### DATA EXCERPTS

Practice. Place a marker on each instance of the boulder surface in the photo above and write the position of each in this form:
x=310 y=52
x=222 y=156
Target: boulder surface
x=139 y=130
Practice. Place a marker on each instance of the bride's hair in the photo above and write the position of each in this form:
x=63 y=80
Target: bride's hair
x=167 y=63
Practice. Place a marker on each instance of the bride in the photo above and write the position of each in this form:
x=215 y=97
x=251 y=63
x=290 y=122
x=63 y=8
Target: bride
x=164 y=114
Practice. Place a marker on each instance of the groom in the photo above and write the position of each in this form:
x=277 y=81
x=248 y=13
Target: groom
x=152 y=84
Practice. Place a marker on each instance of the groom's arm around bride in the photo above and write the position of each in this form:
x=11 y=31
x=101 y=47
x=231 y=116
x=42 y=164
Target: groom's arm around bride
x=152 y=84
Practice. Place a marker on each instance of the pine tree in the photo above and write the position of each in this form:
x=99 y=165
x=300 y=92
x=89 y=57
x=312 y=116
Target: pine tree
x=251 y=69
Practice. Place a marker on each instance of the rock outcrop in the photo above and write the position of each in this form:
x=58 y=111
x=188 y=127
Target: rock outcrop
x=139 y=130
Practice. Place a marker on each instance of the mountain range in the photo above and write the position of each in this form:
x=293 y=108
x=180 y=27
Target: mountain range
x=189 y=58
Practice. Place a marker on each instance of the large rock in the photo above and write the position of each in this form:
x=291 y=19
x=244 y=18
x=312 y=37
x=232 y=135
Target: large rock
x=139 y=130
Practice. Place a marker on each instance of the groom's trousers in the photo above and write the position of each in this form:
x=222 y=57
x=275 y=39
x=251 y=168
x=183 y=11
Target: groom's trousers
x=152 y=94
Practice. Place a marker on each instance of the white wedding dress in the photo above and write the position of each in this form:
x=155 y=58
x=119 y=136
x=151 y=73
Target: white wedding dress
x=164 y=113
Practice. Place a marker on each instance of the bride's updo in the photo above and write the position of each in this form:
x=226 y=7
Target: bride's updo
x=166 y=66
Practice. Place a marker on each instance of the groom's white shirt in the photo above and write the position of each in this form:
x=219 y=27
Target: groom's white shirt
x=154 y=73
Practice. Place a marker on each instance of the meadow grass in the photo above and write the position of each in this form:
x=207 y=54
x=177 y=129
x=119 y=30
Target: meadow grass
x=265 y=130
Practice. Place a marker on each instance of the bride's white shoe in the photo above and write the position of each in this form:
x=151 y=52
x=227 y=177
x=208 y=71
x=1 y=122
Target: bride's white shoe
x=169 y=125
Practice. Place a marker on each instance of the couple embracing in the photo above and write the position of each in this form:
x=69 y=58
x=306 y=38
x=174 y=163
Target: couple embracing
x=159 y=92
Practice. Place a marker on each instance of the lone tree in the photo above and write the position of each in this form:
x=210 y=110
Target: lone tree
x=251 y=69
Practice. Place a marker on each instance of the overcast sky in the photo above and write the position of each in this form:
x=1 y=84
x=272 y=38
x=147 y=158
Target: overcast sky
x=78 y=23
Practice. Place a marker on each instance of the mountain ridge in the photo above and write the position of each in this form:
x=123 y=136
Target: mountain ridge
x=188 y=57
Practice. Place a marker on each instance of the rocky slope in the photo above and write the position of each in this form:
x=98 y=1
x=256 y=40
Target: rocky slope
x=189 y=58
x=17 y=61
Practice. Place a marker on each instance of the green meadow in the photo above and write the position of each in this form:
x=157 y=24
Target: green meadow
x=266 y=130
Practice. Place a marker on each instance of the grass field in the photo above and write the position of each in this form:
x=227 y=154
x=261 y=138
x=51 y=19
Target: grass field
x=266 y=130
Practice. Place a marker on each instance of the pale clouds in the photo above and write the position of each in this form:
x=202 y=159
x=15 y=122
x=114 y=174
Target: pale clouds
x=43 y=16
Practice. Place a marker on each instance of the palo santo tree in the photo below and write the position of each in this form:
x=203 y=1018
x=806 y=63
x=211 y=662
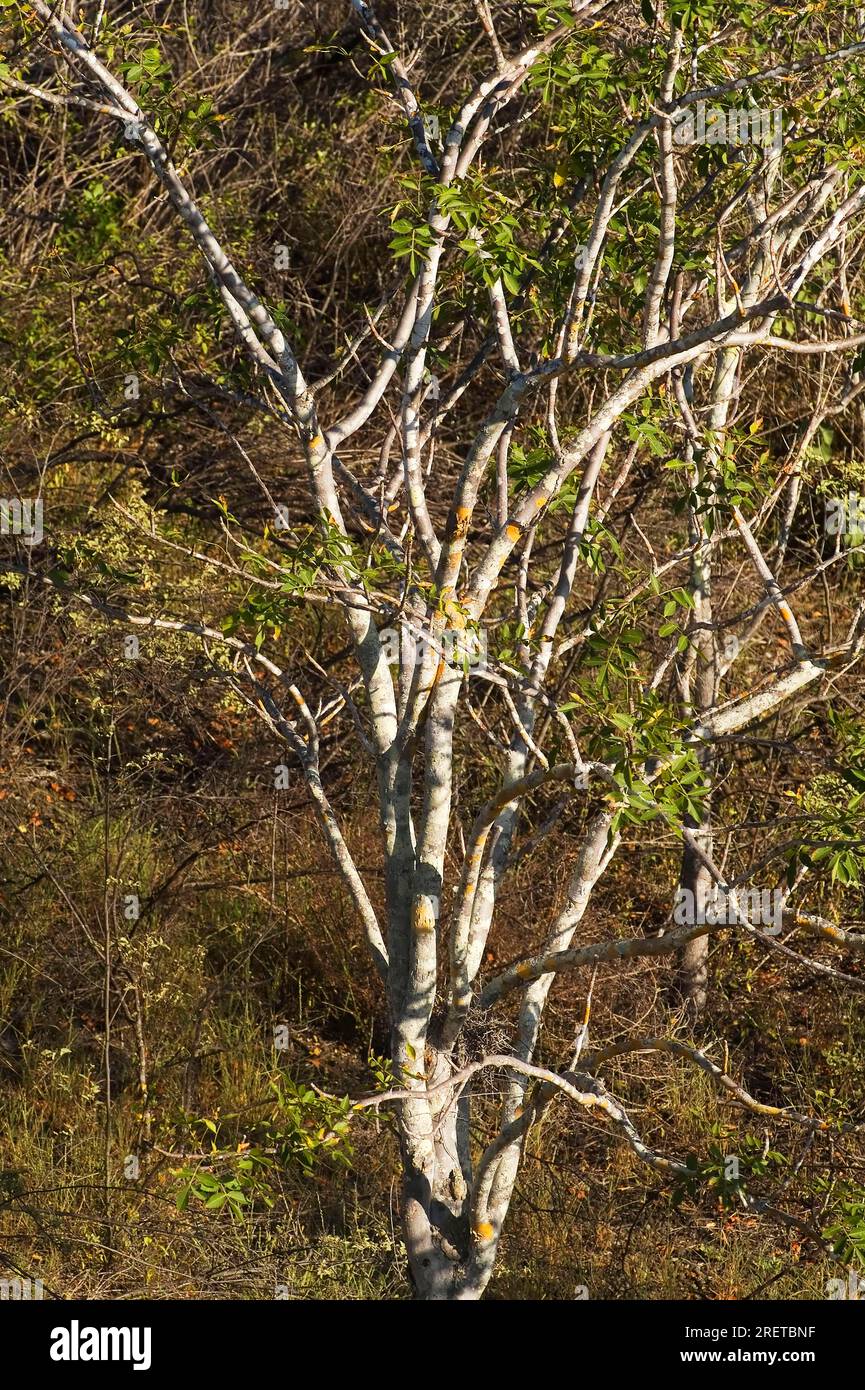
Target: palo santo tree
---
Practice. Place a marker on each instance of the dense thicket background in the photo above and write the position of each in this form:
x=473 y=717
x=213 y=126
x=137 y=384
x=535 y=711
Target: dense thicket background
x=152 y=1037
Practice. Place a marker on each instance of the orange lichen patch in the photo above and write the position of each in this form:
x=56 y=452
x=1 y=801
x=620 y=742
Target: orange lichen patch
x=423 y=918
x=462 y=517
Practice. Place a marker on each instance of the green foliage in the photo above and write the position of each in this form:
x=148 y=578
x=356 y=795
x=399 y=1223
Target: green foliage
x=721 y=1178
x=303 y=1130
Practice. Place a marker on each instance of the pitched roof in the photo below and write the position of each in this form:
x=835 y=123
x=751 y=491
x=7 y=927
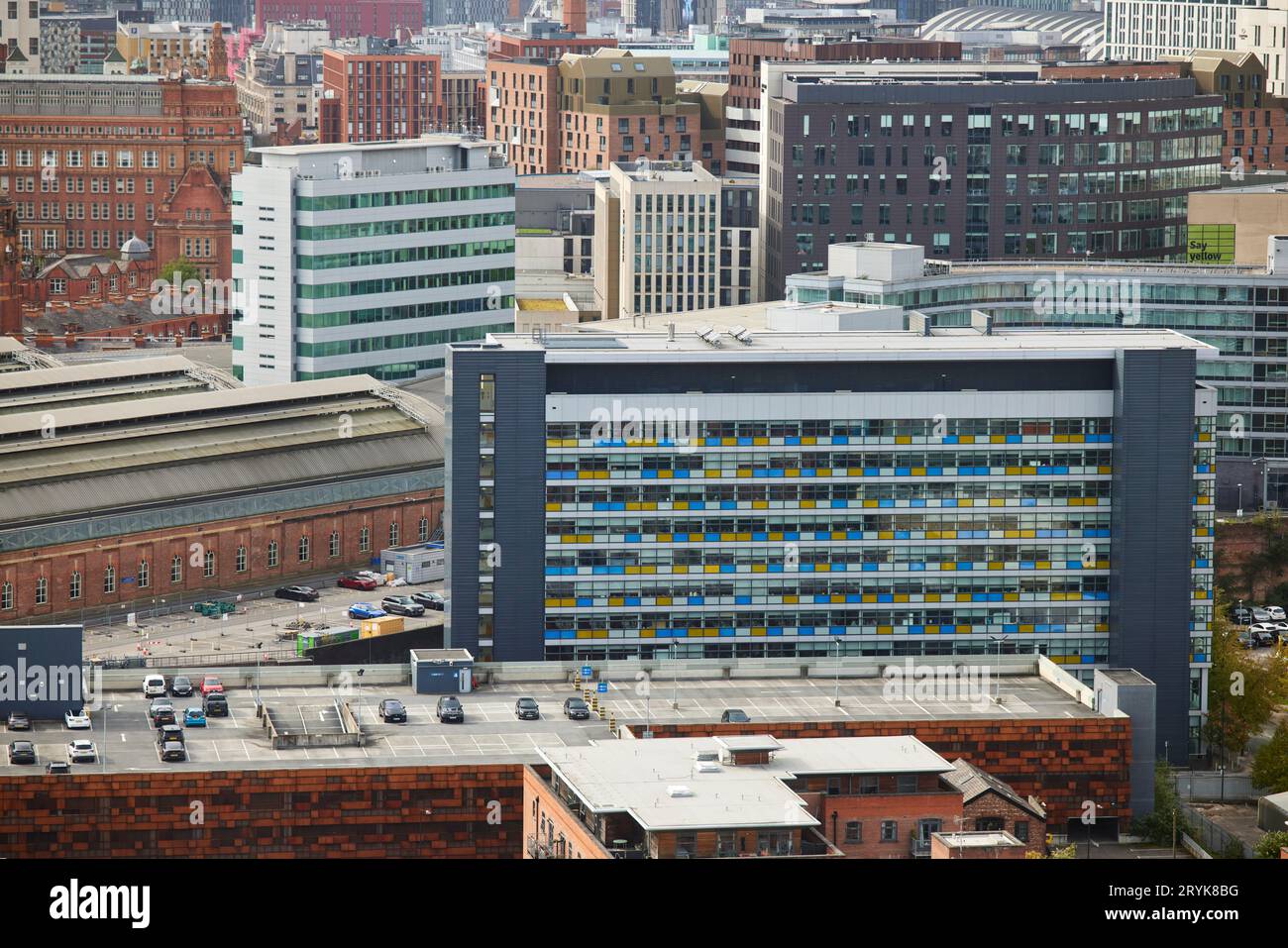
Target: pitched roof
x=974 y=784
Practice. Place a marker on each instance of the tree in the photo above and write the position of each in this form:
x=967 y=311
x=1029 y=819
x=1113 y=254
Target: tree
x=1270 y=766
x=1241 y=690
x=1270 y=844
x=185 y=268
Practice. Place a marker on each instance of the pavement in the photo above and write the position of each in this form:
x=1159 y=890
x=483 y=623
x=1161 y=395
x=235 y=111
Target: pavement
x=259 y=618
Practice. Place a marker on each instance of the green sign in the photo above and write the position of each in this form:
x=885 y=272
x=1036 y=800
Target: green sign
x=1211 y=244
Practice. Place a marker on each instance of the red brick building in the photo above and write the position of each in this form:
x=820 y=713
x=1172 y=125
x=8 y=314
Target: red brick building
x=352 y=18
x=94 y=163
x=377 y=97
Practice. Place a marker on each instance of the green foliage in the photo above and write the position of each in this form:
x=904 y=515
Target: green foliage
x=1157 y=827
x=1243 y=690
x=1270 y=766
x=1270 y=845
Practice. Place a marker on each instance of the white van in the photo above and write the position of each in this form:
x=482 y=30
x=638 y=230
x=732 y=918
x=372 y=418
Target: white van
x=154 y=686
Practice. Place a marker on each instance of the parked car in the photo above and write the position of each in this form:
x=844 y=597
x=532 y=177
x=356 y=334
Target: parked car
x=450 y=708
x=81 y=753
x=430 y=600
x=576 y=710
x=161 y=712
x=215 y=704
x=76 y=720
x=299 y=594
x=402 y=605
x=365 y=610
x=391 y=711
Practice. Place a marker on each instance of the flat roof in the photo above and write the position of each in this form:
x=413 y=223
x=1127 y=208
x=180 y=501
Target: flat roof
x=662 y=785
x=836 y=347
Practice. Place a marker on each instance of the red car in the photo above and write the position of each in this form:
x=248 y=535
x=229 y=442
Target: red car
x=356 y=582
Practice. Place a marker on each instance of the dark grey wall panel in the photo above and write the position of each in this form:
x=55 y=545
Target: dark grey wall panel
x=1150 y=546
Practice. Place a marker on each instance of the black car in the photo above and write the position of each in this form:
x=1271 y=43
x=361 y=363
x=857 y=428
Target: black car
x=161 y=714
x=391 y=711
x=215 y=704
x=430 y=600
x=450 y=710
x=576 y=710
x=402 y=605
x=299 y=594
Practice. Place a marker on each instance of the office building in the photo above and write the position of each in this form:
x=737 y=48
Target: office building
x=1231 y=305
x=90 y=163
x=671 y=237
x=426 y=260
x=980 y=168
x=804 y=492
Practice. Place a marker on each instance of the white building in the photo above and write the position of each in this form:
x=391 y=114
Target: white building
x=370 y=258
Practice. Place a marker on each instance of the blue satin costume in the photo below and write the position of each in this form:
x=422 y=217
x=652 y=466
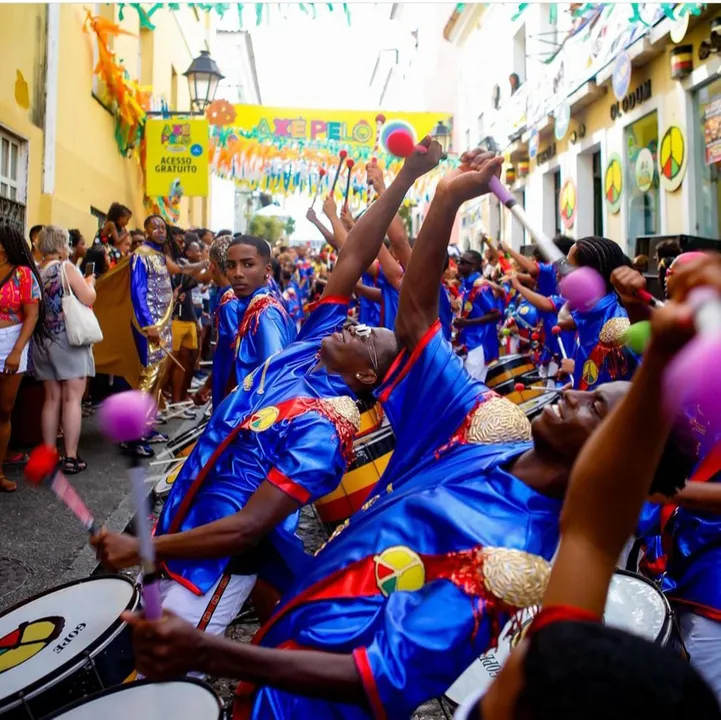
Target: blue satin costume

### HOW TO COMPLETE THIS TASK
For the records above, how many lines contain the word "palo"? Reply with the number only.

### SOLUTION TO THIS PROBLEM
2